Collected data entries:

==================================================

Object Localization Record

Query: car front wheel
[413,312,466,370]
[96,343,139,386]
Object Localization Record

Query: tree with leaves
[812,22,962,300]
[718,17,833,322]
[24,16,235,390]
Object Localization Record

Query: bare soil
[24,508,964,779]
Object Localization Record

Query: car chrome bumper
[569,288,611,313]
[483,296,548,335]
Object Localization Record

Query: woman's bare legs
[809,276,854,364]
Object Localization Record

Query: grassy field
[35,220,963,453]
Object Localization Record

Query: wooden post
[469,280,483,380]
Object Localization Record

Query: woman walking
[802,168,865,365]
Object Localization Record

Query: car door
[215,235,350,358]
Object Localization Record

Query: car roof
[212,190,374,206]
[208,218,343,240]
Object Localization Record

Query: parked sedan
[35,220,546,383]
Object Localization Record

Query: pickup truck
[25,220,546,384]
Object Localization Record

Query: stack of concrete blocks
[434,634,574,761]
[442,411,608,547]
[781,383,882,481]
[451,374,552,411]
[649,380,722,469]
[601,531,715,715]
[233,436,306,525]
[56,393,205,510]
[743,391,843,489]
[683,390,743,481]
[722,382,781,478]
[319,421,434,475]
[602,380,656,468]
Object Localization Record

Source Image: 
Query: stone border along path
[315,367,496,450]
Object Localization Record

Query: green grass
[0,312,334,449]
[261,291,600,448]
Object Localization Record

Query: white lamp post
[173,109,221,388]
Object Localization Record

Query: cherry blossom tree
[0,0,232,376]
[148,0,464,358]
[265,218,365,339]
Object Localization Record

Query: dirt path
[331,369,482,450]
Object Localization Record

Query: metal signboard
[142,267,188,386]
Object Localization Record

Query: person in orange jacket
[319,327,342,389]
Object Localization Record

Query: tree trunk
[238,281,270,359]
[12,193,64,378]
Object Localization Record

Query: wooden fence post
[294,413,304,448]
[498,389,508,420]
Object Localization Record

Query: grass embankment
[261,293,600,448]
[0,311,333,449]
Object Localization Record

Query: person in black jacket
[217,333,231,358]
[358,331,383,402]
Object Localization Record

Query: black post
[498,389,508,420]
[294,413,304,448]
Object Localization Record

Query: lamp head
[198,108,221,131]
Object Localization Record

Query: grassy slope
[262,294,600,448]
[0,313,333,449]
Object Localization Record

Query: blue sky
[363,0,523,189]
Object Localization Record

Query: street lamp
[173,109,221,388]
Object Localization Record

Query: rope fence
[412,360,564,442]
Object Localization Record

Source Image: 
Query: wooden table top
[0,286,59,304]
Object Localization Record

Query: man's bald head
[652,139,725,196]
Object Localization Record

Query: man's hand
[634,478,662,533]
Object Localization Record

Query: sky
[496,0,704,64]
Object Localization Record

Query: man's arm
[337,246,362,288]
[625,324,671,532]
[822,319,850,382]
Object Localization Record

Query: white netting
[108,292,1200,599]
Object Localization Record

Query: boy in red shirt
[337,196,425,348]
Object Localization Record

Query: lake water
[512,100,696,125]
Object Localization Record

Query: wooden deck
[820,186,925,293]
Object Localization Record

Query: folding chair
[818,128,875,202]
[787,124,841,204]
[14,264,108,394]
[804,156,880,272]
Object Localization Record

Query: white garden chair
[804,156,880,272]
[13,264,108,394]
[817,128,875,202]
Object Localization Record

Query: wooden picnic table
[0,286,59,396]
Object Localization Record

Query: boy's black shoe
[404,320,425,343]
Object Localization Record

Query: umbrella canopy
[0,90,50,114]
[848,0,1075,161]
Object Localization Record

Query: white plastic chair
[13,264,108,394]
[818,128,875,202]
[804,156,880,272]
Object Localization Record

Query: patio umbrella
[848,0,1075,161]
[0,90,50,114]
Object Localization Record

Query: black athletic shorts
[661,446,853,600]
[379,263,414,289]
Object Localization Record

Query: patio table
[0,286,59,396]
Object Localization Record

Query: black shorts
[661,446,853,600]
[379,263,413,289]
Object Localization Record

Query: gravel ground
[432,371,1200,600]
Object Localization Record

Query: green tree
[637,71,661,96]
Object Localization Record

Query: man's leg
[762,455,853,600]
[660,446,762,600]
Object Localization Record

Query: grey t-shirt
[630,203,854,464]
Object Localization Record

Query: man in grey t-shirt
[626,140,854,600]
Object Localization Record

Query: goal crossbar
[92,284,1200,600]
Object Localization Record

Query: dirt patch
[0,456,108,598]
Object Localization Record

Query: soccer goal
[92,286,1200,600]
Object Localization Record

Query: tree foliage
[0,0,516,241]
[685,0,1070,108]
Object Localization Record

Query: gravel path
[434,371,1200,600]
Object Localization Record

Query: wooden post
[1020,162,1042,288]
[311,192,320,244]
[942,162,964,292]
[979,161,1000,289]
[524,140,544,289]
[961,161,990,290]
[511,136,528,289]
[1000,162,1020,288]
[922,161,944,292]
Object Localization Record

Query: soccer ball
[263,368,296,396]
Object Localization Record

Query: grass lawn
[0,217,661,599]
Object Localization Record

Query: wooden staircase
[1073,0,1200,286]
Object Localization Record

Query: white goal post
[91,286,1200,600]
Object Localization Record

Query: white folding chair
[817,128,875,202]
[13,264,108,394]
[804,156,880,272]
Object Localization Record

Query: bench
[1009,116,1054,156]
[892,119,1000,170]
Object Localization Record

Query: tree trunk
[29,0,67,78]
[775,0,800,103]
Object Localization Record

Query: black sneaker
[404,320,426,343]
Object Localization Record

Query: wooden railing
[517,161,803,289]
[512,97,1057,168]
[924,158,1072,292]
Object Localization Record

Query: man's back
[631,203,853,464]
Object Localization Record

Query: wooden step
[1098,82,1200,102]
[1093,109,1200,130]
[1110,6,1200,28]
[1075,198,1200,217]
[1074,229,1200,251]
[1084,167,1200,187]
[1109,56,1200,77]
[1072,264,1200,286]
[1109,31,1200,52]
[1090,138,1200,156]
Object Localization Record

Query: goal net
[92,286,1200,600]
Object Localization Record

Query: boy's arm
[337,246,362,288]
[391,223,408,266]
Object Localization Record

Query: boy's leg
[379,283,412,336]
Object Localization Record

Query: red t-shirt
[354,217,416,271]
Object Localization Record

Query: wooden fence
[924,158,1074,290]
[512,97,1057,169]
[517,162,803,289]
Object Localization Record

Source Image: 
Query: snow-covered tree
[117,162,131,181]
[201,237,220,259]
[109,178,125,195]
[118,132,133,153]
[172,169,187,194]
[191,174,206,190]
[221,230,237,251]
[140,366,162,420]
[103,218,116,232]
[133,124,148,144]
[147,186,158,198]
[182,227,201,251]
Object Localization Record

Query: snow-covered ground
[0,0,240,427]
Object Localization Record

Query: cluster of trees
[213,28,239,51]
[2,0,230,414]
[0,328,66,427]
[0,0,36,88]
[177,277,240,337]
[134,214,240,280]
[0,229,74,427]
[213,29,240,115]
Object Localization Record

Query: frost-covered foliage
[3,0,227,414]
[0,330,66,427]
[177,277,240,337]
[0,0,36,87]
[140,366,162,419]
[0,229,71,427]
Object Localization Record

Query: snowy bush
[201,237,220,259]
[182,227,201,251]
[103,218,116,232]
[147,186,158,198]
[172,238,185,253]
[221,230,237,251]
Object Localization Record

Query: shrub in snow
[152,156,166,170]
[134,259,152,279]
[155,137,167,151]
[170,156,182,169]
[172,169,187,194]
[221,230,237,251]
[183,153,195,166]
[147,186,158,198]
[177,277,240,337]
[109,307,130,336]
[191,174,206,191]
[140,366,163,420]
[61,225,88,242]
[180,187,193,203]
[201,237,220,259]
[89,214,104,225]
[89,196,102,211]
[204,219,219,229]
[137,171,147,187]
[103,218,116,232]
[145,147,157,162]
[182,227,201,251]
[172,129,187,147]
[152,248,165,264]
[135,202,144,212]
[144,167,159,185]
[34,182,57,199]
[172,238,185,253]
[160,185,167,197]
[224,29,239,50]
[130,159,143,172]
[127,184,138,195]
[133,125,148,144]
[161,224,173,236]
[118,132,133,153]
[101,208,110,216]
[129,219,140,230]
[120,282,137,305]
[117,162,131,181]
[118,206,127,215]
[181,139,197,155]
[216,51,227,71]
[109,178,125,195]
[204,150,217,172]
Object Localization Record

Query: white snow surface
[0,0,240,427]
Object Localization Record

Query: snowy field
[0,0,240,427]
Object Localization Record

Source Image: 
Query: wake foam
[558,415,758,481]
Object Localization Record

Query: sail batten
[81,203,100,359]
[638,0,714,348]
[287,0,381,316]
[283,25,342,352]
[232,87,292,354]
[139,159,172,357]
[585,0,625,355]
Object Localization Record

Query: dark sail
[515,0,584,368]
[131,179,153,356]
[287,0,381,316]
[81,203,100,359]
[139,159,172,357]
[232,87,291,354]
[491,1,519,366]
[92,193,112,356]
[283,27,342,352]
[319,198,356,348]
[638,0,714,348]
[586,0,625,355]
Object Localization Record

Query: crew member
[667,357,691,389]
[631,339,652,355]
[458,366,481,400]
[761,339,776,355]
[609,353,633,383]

==================================================

▶ _Set exercise_
Gather every line in the records above that contains the word "chair", and list each one.

▶ _Response to this exercise_
Query: folding chair
Query: white garden chair
Query: white plastic chair
Query: white folding chair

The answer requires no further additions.